Check every line of the data below for "white". Copy each one that has it.

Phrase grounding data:
□ □ □ □ □

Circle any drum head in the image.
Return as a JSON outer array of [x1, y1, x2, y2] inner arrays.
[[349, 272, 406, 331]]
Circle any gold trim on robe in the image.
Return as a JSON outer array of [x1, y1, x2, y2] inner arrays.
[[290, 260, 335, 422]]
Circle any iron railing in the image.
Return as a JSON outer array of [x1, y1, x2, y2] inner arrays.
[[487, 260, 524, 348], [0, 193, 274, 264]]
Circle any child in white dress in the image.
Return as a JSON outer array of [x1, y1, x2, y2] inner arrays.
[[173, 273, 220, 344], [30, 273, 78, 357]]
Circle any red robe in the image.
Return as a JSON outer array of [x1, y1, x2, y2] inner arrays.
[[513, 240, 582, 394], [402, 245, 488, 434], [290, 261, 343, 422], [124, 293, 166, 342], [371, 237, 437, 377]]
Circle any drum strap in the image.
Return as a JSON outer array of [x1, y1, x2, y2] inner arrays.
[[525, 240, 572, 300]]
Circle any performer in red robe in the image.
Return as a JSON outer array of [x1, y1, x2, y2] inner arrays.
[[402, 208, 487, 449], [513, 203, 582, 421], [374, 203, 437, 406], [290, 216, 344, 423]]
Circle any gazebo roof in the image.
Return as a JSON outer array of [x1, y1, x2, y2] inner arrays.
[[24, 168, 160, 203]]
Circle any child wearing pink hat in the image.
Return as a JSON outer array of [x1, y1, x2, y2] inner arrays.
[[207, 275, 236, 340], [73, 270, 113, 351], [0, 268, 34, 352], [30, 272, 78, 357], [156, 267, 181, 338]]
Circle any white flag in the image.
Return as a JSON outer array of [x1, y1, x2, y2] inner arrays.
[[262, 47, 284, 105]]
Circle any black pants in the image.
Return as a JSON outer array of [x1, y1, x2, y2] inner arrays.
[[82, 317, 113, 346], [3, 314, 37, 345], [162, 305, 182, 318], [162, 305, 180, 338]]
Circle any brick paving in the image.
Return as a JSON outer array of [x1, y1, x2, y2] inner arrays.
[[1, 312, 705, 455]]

□ □ □ □ □

Solution to this exercise -
Circle any child in white dress in the image.
Circle any white flag in the image.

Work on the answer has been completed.